- Exercise A
Output as a numbered list the lines of the listing starting at the line containing "Task: indicate the blurred" and ending at the line containing "[(671, 306)]", leaving out blank lines.

Over the course of ten complementary articles, Takeuchi’s team has curated an edition that seamlessly weaves together research culled from various methodologies. The end goals: to build both a comprehensive view of the real impact of the environment on race today, while also suggesting possible interventions to effect critical change into the future.

"To date, those of us in the social sciences haven’t studied the role of the environment as much as we should. But we hope that this issue will open collective eyes with regards to the real intersections between environmental equity and race, while inspiring further research at its crossroads."—David Takeuchi


There are three main categories of research represented in the journal issue:

The theoretical analysis of large-scale data sets, including one study focused on Chicago that demonstrates that lead exposure has been a major pathway between racial segregation and African American disadvantage in the U.S.; qualitative work on how people who may be within the communities represented in these data sets respond to the issues they face, such as one study into how the environment shapes identity and belonging among African American coal miners and their families; and suggestions for innovative intervention using the environment in positive ways, specifically, through school gardens and parks.

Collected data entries

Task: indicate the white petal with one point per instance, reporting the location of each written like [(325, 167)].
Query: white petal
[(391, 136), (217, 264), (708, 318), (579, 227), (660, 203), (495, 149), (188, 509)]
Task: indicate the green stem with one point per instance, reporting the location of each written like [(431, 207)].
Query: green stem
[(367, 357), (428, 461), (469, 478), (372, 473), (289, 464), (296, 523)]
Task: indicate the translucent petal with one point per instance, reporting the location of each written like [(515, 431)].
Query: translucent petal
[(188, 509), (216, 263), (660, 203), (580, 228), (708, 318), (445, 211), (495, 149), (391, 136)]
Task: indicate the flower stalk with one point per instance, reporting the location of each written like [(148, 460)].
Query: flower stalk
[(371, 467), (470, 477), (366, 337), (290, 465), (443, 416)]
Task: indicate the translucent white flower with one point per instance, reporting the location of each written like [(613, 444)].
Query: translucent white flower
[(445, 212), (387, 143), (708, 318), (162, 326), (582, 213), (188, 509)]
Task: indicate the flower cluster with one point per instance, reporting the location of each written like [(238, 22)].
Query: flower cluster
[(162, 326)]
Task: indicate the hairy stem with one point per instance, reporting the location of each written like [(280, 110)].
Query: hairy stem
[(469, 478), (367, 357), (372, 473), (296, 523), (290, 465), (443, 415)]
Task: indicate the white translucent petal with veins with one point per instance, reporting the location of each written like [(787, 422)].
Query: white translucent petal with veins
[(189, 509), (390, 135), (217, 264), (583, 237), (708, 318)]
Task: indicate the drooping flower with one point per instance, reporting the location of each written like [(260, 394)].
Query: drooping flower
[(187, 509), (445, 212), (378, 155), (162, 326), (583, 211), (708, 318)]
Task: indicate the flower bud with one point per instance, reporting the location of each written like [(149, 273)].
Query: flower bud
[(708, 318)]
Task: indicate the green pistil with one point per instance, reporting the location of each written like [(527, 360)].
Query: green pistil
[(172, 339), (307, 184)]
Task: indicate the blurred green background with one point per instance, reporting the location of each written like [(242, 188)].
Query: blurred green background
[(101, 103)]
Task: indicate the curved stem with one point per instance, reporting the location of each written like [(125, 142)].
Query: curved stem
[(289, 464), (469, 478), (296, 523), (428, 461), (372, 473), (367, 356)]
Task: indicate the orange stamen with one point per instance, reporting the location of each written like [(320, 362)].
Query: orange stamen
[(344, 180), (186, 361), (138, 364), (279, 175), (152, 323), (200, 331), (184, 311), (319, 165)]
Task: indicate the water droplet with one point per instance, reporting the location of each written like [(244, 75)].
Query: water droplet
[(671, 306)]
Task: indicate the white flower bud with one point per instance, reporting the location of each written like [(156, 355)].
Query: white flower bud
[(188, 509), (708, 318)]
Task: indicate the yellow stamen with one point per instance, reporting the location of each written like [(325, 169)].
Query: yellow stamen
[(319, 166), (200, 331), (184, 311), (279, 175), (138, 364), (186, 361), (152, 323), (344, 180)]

- Exercise B
Reproduce the passage on environmental equity and race starting at "There are three" and ending at "gardens and parks.", substituting "rooftop gardens" for "school gardens".

- Output A
1. Task: indicate the blurred green background with one point per instance, reporting the location of each written like [(242, 188)].
2. Query: blurred green background
3. [(101, 103)]
4. Task: indicate the curved stem with one point per instance, reporting the location of each written like [(125, 142)].
5. Query: curved stem
6. [(289, 464), (469, 478), (296, 523), (428, 461), (372, 473), (367, 356)]
7. Task: indicate the orange stamen with one point per instance, reporting the location of each written like [(320, 362)].
8. Query: orange stamen
9. [(344, 180), (186, 361), (138, 364), (279, 175), (152, 323), (200, 331), (184, 311), (319, 165)]
10. Task: indicate the water droplet with one point per instance, reporting the location of each written like [(244, 75)].
11. Query: water droplet
12. [(671, 306)]

- Output B
There are three main categories of research represented in the journal issue:

The theoretical analysis of large-scale data sets, including one study focused on Chicago that demonstrates that lead exposure has been a major pathway between racial segregation and African American disadvantage in the U.S.; qualitative work on how people who may be within the communities represented in these data sets respond to the issues they face, such as one study into how the environment shapes identity and belonging among African American coal miners and their families; and suggestions for innovative intervention using the environment in positive ways, specifically, through rooftop gardens and parks.